**TRECHO DA FONTE:**

◇ ◇ ◇

Desigualdades potencializam crise
Isolamentos mais duros e longos
Mergulho da economia será maior
A evolução da pandemia da covid-19 no Brasil está cumprindo o pior prognóstico que se previa para ela. Mesmo sem contar a notória e larga subnotificação, o país caminha a passo cada vez mais acelerado para ocupar um lugar de destaque no número de infectados e, infelizmente, no de mortos. É preciso dar nome ao que está ocorrendo e o nome do que ocorre é caos sanitário, humanitário e social.
Há colapso nos sistemas de saúde e até nos funerários. Enterros em valas comuns, containers frigoríficos para empilhar cadáveres, mortos em casa ou mesmo na rua, aguardando remoção —essa já é a realidade do dia a dia. E o que pode vir em seguida já começou: em Belém, populares derrubaram os portões de um hospital lotado para que pessoas em busca de atendimento pudessem entrar.
Com uma atuação vacilante e negacionista, conduzindo o país a sucessivas crises políticas e institucionais em meio à pandemia, o presidente Jair Bolsonaro, como também não era difícil de prever, não está conseguindo salvar vidas nem a economia, como ele insistia ser seu objetivo, na insana cruzada que mantém contra o isolamento. Vidas não estão sendo salvas e a economia vai afundar mais, e demorar para começar a se recompor.
Era sabido, pelo que foi possível observar nos lugares nos quais a covid-19 já passou pelo auge do contágio, que quanto mais rápidos e efetivos fossem os esquemas de isolamento, mais cedo e com menos dificuldades a atividade econômica poderia ser retomada. Ainda que com intermitentes novos períodos de isolamento, o que é esperado daqui para a frente até o advento de uma vacina eficaz contra o vírus, onde a contenção da infecção se deu com mais eficiência, as condições de funcionamento da economia se mostraram muito melhores.
É sob o “incentivo” de Bolsonaro que o Brasil não terá esse benefício. O resultado de toda essa crise de governança, paralela à crise sanitária, aparecerá no endurecimento não planejado das medidas de isolamento, inclusive sob decisão judicial, como já está ocorrendo. Brasileiros devem esperar confinamentos mais rígidos e prolongados, como, por sinal, já se acena para a cidade de São Paulo.
Cabe também ao até recentemente superministro Paulo Guedes parte da responsabilidade. Guedes se enredou num emaranhado ideológico fora de moda e demorou demais para entender a imensidão do problema. Da bravata segundo a qual o coronavírus seria aniquilado com R$ 3 bilhões, R$ 4 bilhões ou R$ 5 bilhões à constatação de que pode ser o caso de imprimir dinheiro para enfrentar a pandemia, passaram-se 50 dias. Um tempo muito longo e não disponível foi perdido.

◇ ◇ ◇

**TAREFAS:**
- A) Diga se cada afirmação concorda com o texto sobre a pandemia, respondendo sim ou não e citando literalmente as palavras do texto que decidem a questão: (i) Em Belém, populares derrubaram os portões de um hospital lotado. (ii) Entre a bravata de Paulo Guedes e a ideia de imprimir dinheiro passaram-se 30 dias. (iii) Onde a contenção da infecção foi mais eficiente, a economia funcionou em condições piores.
- B) Segundo o texto sobre a pandemia, para qual cidade já se acena com confinamentos mais rígidos e prolongados?
As linhas a seguir vêm de outra fonte.

(Dados de origem)
◇ ◇ ◇

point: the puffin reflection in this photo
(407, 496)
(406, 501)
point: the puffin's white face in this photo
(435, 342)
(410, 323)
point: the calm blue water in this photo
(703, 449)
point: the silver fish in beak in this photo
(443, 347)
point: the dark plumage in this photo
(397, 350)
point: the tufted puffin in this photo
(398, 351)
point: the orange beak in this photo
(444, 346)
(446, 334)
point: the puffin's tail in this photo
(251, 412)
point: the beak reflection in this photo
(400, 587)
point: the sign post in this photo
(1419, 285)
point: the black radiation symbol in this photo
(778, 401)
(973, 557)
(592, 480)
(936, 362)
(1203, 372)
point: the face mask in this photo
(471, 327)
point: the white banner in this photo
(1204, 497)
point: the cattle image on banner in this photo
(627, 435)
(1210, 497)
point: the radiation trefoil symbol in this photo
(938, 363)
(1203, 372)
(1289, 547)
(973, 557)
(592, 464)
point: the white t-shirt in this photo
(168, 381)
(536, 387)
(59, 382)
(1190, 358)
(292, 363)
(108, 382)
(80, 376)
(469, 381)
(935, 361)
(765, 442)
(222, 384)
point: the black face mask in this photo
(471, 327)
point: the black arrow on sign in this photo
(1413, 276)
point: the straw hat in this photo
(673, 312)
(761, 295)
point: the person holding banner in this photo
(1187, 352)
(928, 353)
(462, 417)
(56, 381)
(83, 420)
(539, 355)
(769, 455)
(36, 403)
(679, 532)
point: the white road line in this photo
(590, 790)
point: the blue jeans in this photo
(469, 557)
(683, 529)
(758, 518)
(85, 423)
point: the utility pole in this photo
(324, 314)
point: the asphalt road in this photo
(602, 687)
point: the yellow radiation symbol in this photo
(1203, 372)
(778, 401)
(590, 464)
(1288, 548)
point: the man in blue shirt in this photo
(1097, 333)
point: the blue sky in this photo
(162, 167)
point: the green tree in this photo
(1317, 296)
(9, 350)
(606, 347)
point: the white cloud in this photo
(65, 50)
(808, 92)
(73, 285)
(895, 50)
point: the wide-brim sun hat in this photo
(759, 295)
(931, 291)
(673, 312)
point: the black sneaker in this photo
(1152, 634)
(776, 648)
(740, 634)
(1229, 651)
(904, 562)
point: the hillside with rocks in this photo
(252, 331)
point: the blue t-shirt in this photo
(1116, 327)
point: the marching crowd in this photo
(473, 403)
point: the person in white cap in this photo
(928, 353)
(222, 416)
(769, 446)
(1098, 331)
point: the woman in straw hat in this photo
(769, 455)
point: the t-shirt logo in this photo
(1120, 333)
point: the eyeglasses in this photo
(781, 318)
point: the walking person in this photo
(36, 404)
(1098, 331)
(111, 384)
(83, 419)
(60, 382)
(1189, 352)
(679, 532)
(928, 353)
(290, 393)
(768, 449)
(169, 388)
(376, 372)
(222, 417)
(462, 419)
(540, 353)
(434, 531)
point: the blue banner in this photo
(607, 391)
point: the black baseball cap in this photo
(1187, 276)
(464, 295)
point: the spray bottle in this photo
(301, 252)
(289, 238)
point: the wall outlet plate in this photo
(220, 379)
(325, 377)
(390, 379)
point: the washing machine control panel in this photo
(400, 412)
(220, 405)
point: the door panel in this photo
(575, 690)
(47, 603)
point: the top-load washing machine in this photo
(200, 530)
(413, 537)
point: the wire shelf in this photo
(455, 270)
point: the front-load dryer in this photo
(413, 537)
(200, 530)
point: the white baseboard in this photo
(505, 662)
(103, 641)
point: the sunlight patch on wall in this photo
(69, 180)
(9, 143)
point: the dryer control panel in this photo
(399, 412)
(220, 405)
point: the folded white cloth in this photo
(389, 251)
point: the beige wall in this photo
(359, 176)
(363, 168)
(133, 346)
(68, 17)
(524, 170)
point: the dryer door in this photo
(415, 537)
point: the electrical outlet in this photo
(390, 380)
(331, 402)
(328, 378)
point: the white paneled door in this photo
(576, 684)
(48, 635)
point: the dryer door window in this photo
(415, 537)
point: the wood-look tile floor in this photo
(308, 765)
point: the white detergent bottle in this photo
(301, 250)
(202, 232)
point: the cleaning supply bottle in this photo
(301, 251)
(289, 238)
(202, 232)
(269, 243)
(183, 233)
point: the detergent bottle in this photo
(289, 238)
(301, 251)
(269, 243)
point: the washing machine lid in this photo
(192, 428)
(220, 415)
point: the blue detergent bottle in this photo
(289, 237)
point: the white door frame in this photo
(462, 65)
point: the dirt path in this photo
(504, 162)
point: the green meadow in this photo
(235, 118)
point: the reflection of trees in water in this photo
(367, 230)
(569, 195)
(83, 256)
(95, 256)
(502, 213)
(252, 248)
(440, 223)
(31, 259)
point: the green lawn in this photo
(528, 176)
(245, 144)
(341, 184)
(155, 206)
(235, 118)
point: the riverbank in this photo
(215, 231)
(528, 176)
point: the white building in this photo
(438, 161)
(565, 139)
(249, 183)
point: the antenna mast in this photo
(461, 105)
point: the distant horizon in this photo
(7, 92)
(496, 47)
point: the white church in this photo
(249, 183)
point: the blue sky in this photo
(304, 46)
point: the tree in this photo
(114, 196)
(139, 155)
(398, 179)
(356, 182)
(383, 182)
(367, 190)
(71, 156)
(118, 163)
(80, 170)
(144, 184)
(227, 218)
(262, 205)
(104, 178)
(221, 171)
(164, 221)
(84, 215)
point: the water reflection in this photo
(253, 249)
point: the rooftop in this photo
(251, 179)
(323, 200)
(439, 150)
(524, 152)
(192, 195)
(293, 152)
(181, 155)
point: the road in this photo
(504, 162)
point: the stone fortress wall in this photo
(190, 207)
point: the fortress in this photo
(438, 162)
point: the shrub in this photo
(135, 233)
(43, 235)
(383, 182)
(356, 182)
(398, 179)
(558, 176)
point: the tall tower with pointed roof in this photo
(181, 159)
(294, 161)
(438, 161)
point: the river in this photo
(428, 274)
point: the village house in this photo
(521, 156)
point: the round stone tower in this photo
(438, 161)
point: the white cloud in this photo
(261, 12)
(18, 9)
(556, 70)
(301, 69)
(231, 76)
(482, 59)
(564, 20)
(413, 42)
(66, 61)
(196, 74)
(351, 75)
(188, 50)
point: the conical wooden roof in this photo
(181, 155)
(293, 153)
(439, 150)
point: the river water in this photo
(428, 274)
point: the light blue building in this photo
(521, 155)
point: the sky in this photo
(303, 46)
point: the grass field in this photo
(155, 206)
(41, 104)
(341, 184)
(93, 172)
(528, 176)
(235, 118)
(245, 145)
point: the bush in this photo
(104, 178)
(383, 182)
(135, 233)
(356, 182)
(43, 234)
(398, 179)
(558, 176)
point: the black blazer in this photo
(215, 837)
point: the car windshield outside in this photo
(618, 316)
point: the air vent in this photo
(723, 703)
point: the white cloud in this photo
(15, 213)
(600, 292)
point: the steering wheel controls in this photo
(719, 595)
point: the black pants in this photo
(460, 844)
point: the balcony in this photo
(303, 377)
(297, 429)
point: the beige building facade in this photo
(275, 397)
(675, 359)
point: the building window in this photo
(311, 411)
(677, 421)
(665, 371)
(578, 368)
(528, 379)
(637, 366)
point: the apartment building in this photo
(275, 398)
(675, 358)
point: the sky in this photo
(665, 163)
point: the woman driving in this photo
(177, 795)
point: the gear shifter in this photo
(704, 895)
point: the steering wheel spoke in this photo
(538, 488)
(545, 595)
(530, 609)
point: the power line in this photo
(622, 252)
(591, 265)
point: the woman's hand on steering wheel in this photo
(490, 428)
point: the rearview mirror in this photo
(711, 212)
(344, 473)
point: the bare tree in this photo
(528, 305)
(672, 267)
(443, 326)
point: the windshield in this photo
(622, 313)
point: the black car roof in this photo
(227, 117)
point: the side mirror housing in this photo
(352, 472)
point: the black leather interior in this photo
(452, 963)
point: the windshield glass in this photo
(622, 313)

◇ ◇ ◇

**RESPOSTAS:**
- A)
(i) Sim: "em Belém, populares derrubaram os portões de um hospital lotado para que pessoas em busca de atendimento pudessem entrar".
(ii) Não: "passaram-se 50 dias".
(iii) Não: "onde a contenção da infecção se deu com mais eficiência, as condições de funcionamento da economia se mostraram muito melhores".

- B) Para a cidade de São Paulo.